- TEXTE EXTRAIT
William Milburn, le dernier des
prédicateurs pionniers dont nous parlerons,
a raconté ses premières
expériences, dans un livre, intitulé
Dix années de la vie d'un prédicateur
(1). Il s'y excuse d'avoir osé
s'enrôler, lui aveugle, dans la trop
clairvoyante compagnie des écrivains. Il
raconte que c'est à une suggestion du
poète Longfellow qu'il doit l'idée de
son livre. Il était tout jeune quand survint
l'accident qui aboutit à une
cécité à peu près
complète. Un fragment de verre, lancé
par un de ses camarades de jeux, l'atteignit
à l'oeil gauche et nécessita un
traitement prolongé, qui se termina par la
perte des deux yeux. Une longue
réclusion le priva, pendant deux ans. des
joies du dehors. La piété de sa
mère le conduisit au Sauveur, et son
âme, fermée aux choses de la terre,
commença à s'ouvrir aux choses du
ciel. « J'en vins, dit-il, à voir en
Dieu mon ami et mon Père, et cette
pensée fut pour moi une clarté
brillante au sein d'épaisses
ténèbres. » Ses parents furent
amenés, par une crise commerciale, à
se transporter dans l'Ouest. Il put, pendant
quelque temps, entrer dans une école, et y
apprendre, entr'autres, des notions des langues
anciennes.
Il fit connaissance, dans la
demeure
de ses parents, avec des prédicateurs
méthodistes, qui y étaient
reçus au cours de leurs tournées
missionnaires. L'un d'eux, Pierre Akers, l'engagea
à se mettre au service de Dieu et de son
Église. Milburn, après quelque temps
d'hésitation, se décida à
essayer. Ses parents lui fournirent un bon cheval
et sa mère lui garnit son havre-sac de
toutes sortes de provisions.
Pour commencer, il fut chargé
d'accompagner son presiding-elder, le Rév.
Akens, qui devait le former à la vie
itinérante. Après quelques mois
d'évangélisation
irrégulière, Milburn fut
présenté à une
conférence et reçu dans les rangs des
prédicateurs pionniers. Le circuit qui lui
fut assigné, embrassait trente lieux de
prédication et exigeait quatre semaines de
parcours. Le jeune prédicateur, à
peine âgé de vingt ans, devait
être toujours en route, prêchant une
fois chaque jour de la semaine et trois fois le
dimanche. « Billy, mon fils, lui dit un
vétéran lors de sa réception,
ne manquez jamais à un rendez-vous de
prédication. Chevauchez jour et nuit, s'il
le faut, passez à la nage, s'il le faut, les
rivières, courez le risque de vous noyer ou
de vous rompre le cou; mais ne manquez jamais
à un engagement et n'arrivez jamais trop
tard. »

- BLOC DE DONNÉES
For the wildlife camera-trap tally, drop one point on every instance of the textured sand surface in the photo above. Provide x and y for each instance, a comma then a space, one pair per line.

- TRAVAIL DEMANDÉ
[a] Restituez le passage du texte sur William Milburn compris entre "Il fit connaissance, dans" et "sortes de provisions.", bornes incluses.
[b] D'après le texte sur William Milburn, répondez aux questions suivantes :
(i) Qui lui a suggéré l'idée de son livre ?
(ii) Combien de lieux de prédication comptait le circuit qui lui fut assigné ?
(iii) Combien de fois prêchait-il le dimanche ?
[c] Pouvez-vous prolonger le texte sur William Milburn au-delà de sa dernière phrase ?

- RÉPONSES CI-DESSOUS
[a]
Il fit connaissance, dans la
demeure
de ses parents, avec des prédicateurs
méthodistes, qui y étaient
reçus au cours de leurs tournées
missionnaires. L'un d'eux, Pierre Akers, l'engagea
à se mettre au service de Dieu et de son
Église. Milburn, après quelque temps
d'hésitation, se décida à
essayer. Ses parents lui fournirent un bon cheval
et sa mère lui garnit son havre-sac de
toutes sortes de provisions.

[b]
(i) Le poète Longfellow.
(ii) Trente.
(iii) Trois fois.

[c]
Au bout de deux années de
noviciat, Milburn reçut l'ordination, et on
le chargea de quêter des fonds pour
l'érection de deux collèges dans
l'Ouest; un vieil ami devait le guider. De tous
côtés, on venait entendre le blind
preacher, mais sa collecte ne marchait
guère. Découragé par son
insuccès, il s'embarqua sur le bateau
à vapeur pour Wheeling. Ce jour-là,
le bateau était encombré. Le
Congrès était sur le point de
s'ouvrir, et les membres des deux chambres en grand
nombre se rendaient à Washington. Il y avait
là des hommes d'État
célèbres, et Milburn se promit du
plaisir et de l'instruction à observer leur
conduite et à écouter leurs
conversations. Mais bien cruel fut son
désappointement en découvrant que ces
représentants du peuple souverain juraient,
jouaient aux cartes jour et nuit, et buvaient en
quantité leur abominable whisky.
Il fit part de son étonnement
à son compagnon de route, qui se contenta de
lui répondre que c'était là le
grand genre dont la plupart des hommes
d'État faisaient parade. Milburn se promit
bien de ne pas descendre du bateau sans se
décharger la conscience.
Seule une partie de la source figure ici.